- REQUISITOS -
No texto sobre a crise da Marvel Comics, qual é o único quadrinho entre os 15 mais solicitados pelos lojistas em fevereiro que pertence a um personagem forte da editora?

A Marvel Comics escancarou, durante este final de semana,
sua pior crise após a quase falência total nos anos 1990. Em uma reunião com os
maiores lojistas de quadrinhos dos EUA e um do Canadá, Axel Alonso, editor-chefe
da Casa das Ideias, e David Gabriel, vice-presidente de vendas e marketing,
informaram que gostariam de entender melhor os motivos da diminuição drástica
das vendas da empresa. Esta foi a maior reunião da Marvel com o mercado no século
XXI e a cobertura foi feita exclusivamente pelo veículo ICv2.
Os motivos, além de muitos, são alarmantes e afetam toda a
estrutura da editora. Mas fica evidente que foi apenas agora que soou o alarme
da empresa, afinal, dos 15 quadrinhos mais solicitados pelos lojistas em
fevereiro deste ano, apenas um (Amazing Spider-Man) é de um personagem forte da
Marvel Comics. A lista é praticamente dominada pela DC e dois dos títulos, Star
Wars Darth Maul e Star Wars, são produzidos pela editora, mas não são dos
personagens tradicionais da casa.
Lembrando que, nos EUA, o mercado de quadrinhos funciona por
meio de solicitações dos lojistas e quando eles não vendem, são eles mesmos que
lidam com o prejuízo. Portanto, a lista de quadrinhos encomendados reflete
quase que com perfeição a procura e vendas das HQs.

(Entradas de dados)
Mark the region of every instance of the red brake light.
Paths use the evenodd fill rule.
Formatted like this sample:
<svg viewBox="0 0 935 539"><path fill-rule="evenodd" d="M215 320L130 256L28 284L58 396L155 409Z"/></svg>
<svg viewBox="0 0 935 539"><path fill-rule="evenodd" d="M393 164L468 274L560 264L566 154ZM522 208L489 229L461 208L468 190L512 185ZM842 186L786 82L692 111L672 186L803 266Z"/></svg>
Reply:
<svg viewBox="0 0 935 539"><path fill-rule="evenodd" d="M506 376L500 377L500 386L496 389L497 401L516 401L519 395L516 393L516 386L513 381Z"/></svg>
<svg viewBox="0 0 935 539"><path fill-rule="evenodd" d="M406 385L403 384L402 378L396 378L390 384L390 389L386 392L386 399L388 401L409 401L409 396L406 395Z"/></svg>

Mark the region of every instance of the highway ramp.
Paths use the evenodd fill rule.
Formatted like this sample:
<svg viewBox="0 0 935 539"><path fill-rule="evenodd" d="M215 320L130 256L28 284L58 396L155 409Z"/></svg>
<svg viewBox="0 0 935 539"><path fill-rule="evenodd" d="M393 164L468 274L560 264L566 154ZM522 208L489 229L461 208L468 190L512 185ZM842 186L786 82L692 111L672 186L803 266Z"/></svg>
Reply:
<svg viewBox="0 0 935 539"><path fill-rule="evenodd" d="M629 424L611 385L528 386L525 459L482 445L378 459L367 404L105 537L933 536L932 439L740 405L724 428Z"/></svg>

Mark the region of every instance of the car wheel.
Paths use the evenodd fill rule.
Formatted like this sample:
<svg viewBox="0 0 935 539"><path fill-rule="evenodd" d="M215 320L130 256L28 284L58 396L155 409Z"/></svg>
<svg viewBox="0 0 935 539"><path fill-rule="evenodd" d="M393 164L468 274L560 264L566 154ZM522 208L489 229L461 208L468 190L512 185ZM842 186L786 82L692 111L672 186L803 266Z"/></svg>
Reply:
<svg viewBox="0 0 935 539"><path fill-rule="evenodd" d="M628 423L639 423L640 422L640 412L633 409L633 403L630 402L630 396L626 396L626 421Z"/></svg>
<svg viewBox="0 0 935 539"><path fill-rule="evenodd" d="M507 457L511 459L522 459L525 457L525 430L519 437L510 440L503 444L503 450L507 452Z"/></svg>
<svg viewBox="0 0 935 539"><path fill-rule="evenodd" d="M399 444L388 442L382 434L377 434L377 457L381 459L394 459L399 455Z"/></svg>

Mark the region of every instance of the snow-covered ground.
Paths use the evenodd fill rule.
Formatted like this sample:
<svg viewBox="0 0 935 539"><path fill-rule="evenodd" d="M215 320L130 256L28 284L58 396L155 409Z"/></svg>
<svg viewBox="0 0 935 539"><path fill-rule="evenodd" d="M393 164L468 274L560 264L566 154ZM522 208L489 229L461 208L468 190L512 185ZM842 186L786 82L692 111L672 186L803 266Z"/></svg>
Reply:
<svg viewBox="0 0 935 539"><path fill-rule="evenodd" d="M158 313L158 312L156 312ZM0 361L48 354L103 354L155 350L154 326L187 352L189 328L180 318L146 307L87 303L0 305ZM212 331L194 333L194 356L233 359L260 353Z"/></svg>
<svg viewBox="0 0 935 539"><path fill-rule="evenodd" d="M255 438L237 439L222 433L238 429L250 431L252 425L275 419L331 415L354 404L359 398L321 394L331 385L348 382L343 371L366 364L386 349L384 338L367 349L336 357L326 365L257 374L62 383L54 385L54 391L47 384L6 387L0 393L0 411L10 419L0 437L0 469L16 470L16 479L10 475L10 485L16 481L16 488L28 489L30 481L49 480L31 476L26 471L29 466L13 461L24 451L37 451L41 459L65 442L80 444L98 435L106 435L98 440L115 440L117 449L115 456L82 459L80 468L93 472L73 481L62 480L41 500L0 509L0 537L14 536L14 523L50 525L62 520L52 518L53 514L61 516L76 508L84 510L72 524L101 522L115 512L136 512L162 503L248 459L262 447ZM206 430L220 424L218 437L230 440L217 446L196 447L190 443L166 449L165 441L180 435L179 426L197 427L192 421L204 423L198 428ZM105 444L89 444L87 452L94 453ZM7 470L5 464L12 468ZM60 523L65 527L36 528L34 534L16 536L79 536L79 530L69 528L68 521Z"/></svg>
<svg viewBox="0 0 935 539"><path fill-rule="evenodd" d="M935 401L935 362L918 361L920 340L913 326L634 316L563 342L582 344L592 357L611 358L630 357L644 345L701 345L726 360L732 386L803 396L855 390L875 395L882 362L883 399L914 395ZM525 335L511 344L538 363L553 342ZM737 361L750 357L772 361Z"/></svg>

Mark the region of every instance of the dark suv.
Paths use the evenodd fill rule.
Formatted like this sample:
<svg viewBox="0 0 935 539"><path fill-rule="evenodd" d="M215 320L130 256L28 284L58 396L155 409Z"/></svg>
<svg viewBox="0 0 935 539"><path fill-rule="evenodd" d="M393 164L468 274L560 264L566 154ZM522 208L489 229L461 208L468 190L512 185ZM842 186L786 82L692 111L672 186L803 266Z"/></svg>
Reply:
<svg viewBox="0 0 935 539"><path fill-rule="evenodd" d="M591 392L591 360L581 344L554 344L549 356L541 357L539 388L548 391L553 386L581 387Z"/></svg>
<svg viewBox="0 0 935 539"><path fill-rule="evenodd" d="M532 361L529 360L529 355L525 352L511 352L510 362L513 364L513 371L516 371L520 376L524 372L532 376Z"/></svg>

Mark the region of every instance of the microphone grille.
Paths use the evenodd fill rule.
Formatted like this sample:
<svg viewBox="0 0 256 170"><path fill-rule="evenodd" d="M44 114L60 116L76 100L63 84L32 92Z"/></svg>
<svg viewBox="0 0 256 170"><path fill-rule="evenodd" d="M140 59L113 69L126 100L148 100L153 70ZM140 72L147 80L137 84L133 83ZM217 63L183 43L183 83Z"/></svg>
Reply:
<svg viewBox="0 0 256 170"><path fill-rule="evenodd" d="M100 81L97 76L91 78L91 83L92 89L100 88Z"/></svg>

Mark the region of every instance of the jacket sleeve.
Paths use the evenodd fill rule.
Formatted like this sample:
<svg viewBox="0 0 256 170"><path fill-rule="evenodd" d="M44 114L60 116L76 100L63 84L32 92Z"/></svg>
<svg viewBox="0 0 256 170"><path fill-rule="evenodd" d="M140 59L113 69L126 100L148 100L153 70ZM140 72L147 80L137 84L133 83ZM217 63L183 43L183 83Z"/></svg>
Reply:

- RESPOSTA CORRETA -
Amazing Spider-Man.